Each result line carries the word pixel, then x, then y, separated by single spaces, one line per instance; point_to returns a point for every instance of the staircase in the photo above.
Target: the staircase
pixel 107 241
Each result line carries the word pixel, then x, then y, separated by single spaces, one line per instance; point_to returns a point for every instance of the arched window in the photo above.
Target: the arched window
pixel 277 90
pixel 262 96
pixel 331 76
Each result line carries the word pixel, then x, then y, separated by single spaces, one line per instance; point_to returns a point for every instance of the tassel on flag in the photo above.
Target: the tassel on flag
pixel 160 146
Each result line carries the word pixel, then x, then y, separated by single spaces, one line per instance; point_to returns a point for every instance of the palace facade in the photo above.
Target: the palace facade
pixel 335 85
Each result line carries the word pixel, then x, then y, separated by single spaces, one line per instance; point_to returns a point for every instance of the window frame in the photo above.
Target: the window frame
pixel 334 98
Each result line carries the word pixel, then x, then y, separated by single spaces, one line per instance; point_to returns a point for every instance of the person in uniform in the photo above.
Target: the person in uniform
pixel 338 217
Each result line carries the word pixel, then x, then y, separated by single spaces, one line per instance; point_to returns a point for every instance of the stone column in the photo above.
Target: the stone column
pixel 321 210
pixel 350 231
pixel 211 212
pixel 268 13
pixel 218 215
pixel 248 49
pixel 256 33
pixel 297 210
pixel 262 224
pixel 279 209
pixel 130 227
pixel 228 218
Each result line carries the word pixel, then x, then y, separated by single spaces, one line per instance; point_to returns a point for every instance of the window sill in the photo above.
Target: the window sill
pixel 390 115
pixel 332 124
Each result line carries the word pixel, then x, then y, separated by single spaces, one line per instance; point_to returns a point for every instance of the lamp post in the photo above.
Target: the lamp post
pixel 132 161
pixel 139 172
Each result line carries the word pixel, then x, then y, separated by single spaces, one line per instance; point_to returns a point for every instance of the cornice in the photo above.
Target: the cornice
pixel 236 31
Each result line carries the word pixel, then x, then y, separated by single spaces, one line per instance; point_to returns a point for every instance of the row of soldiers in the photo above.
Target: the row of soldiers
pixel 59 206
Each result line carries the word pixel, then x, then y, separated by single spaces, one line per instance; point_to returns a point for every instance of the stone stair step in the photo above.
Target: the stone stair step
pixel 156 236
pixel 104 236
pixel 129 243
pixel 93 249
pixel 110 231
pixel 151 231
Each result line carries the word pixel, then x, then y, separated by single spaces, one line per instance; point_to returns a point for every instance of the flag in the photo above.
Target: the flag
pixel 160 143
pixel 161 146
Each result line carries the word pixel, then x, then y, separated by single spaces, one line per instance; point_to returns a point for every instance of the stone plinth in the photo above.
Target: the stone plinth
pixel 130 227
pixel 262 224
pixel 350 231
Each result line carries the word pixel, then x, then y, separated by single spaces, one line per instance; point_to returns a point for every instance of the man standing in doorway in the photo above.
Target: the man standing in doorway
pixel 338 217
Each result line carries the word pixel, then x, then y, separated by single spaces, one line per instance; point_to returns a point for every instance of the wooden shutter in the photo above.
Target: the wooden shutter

* _Required work_
From the entries above, show each line that includes the string "shutter".

* _Reply_
Each result line carries the word pixel, then x, then y, separated by single spaces, one line per instance; point_to returns a point for every instance of the wooden shutter in the photo above.
Target: the wooden shutter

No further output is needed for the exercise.